----- SUPPLIED RECORDS -----

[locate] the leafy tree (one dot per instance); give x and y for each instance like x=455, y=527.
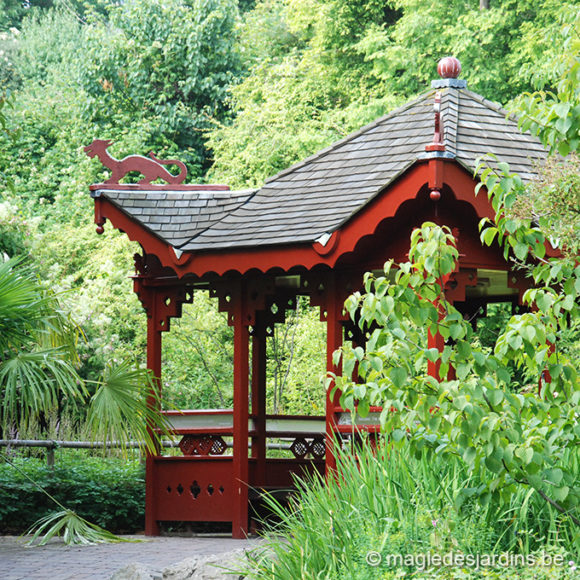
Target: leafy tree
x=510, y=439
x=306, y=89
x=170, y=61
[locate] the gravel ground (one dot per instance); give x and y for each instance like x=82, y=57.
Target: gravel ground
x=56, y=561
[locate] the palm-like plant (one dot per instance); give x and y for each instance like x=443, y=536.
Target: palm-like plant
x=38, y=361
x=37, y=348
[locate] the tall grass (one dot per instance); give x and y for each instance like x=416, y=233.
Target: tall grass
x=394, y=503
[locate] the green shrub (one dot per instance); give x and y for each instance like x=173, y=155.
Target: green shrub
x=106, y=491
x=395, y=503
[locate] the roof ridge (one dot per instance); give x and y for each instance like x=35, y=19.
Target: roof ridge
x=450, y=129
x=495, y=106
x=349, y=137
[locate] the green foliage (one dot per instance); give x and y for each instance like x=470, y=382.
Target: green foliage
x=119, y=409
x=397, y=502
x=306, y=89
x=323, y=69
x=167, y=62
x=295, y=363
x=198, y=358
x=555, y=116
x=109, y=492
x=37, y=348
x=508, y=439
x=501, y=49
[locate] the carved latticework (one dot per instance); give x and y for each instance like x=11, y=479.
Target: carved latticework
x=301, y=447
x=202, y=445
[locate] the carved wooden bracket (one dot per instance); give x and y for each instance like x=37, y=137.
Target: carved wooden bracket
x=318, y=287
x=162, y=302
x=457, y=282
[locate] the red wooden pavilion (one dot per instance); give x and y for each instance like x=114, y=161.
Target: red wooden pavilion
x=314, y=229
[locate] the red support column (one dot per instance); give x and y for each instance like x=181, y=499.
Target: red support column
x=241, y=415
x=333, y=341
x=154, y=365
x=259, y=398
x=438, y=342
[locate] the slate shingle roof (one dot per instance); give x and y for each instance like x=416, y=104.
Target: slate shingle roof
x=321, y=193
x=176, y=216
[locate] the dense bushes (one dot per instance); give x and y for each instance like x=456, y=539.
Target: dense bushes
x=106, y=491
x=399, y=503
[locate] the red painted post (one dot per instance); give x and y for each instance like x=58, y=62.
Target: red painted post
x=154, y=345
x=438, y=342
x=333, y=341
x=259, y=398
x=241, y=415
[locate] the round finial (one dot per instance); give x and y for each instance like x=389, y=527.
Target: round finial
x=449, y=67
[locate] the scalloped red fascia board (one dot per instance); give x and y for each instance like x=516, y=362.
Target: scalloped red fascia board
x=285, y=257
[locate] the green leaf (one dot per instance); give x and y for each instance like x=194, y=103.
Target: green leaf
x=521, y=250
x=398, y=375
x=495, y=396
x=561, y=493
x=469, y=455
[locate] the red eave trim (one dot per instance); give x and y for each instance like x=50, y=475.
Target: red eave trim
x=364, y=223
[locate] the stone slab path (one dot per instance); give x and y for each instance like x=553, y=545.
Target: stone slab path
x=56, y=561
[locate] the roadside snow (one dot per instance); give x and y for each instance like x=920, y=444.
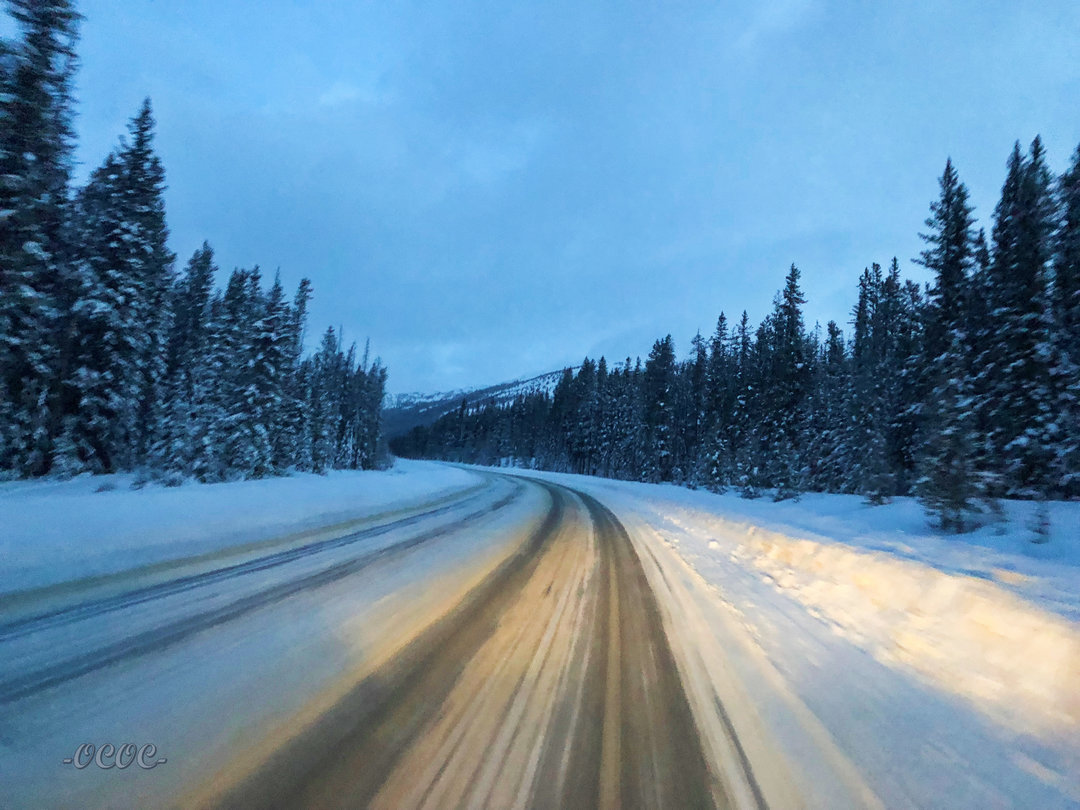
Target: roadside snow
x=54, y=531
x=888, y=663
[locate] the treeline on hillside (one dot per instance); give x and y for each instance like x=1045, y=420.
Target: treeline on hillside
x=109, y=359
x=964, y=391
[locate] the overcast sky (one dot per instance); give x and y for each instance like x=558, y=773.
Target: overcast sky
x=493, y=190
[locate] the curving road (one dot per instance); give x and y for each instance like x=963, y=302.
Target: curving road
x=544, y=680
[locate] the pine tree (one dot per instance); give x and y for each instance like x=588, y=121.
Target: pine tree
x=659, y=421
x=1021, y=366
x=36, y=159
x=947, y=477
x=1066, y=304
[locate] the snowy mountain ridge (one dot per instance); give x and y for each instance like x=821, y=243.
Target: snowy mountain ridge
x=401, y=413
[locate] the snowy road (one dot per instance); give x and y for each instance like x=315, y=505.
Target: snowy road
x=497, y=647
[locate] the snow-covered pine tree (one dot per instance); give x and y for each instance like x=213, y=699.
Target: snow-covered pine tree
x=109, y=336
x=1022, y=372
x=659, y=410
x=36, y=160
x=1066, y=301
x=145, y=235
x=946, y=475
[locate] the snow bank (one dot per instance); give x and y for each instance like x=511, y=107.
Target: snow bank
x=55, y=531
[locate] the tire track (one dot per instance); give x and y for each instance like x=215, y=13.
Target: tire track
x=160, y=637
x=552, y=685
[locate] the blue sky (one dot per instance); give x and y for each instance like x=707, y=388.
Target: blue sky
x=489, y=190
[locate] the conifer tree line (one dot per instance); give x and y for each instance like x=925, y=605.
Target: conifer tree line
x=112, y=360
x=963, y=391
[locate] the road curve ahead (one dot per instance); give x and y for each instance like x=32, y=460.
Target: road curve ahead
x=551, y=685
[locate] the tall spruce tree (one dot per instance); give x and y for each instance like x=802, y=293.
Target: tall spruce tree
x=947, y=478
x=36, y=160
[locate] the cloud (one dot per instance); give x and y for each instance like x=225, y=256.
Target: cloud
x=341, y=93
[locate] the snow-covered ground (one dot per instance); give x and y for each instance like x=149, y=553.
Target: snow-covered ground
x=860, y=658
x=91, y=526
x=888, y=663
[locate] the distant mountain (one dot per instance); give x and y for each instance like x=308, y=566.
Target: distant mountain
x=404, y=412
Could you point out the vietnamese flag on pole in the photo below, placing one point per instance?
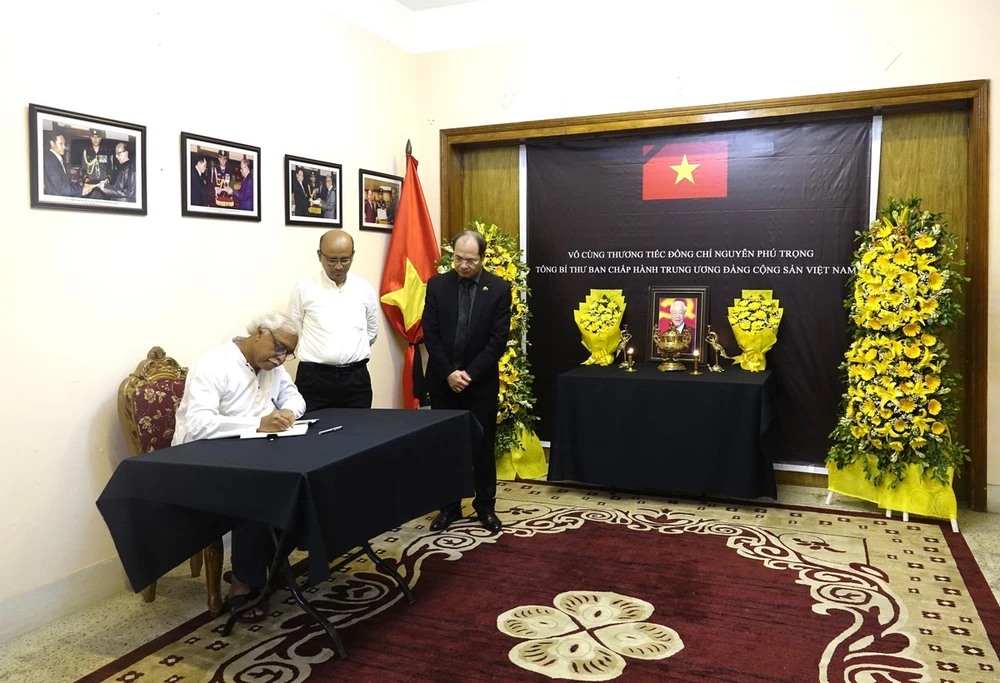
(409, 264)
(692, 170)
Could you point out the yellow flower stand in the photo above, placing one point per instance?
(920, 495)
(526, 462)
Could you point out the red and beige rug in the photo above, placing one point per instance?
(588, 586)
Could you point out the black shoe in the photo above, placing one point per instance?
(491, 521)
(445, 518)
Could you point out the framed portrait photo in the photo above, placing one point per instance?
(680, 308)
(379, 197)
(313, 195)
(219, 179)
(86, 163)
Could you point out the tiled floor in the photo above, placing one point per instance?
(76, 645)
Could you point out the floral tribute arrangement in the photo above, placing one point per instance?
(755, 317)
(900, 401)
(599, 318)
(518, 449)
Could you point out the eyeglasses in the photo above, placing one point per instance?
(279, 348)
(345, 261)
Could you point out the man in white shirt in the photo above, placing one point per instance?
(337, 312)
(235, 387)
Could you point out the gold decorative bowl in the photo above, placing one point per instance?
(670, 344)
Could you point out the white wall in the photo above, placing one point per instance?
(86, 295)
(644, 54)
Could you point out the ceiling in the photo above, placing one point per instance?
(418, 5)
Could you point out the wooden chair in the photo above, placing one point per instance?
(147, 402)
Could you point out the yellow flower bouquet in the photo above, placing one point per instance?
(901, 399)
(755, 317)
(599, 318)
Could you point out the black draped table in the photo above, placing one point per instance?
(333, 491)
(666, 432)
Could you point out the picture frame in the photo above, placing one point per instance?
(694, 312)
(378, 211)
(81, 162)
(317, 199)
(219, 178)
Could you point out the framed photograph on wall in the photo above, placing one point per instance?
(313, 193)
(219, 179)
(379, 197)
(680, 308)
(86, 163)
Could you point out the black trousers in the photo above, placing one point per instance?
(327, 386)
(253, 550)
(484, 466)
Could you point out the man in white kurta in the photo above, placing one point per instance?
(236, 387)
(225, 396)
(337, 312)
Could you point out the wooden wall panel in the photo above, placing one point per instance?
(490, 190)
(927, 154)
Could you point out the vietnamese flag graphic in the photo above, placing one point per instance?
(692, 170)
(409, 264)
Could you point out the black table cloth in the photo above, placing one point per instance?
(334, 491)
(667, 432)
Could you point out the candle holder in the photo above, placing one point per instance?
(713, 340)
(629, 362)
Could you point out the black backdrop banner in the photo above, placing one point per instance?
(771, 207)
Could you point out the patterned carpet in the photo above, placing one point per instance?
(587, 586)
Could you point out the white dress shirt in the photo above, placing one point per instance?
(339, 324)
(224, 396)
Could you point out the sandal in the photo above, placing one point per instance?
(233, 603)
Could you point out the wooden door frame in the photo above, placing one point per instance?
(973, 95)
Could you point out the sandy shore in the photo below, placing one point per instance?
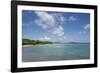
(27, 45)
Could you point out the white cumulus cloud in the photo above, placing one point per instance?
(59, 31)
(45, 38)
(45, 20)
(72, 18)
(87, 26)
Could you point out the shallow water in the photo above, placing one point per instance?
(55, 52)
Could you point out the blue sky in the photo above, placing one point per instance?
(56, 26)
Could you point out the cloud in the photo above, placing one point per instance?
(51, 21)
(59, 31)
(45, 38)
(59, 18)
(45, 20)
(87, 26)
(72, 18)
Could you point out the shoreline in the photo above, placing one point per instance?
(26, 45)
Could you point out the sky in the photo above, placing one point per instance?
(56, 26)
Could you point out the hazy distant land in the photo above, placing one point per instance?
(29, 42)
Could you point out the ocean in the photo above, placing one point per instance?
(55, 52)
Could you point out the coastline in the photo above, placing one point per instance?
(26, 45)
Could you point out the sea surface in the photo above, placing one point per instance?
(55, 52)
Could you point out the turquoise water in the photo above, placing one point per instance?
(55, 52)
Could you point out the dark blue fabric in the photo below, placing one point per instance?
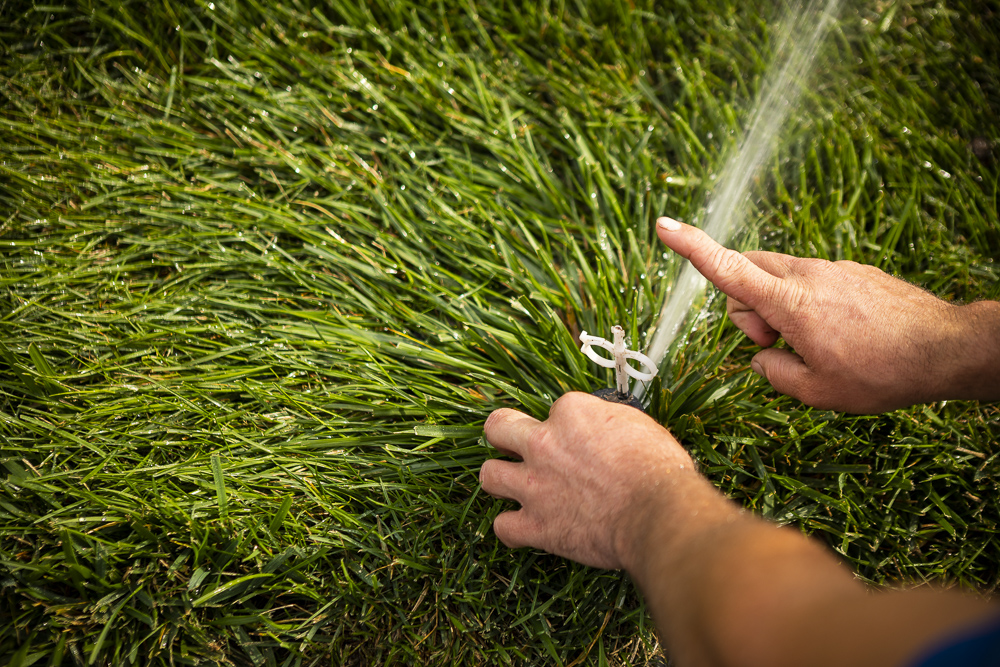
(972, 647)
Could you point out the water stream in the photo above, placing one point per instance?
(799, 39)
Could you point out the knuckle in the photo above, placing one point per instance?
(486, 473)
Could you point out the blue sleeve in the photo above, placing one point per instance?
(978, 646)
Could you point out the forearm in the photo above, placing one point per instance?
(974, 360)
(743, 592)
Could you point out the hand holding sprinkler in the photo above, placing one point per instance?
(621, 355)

-----

INSTRUCTIONS FOR THE TASK: Going back to the entries above, set down exactly the lines that begin at the one with "[locate] the carved latticework" and end at the one with "[locate] the red eave", both included, and nothing else.

RESPONSE:
[locate] the carved latticework (one dot per instance); give x and y for each instance like x=11, y=479.
Target: carved latticework
x=301, y=447
x=202, y=445
[locate] the carved wooden bracket (one dot per instance); give x and y for each instance like x=37, y=137.
Target: carved wooden bracket
x=318, y=287
x=162, y=302
x=457, y=282
[locate] the red wooden pavilion (one dot per instance); give x and y for each instance like x=114, y=161.
Target: red wooden pavilion
x=314, y=229
[locate] the red support column (one dot per instance); give x and y for each instance like x=181, y=499.
Target: red support column
x=241, y=415
x=333, y=341
x=154, y=365
x=259, y=398
x=438, y=342
[locate] the slate shingle roof (one dot per instance); give x and y for each instance like x=416, y=104.
Target: slate shingle roof
x=321, y=193
x=176, y=216
[locate] the dense bushes (one dot per instance); give x and y for each instance like x=456, y=539.
Target: dense bushes
x=106, y=491
x=399, y=503
[locate] the red painted post (one dot per instance); give x and y for each instance like x=58, y=62.
Target: red painted post
x=154, y=345
x=438, y=342
x=333, y=341
x=259, y=398
x=241, y=415
[locate] the round finial (one dot per instance); give x and y for each instance like x=389, y=527.
Target: round finial
x=449, y=67
[locate] the scalloped red fascia board (one dot per instance); give x and y for each instance like x=516, y=362.
Target: scalloped red fascia board
x=285, y=257
[locate] the green leaf (one dot per instance); give x and y for each instance like x=194, y=103.
Target: green leaf
x=521, y=250
x=398, y=375
x=495, y=396
x=561, y=493
x=469, y=455
[locate] the red eave trim (one dot per instance); give x and y for each instance like x=50, y=475.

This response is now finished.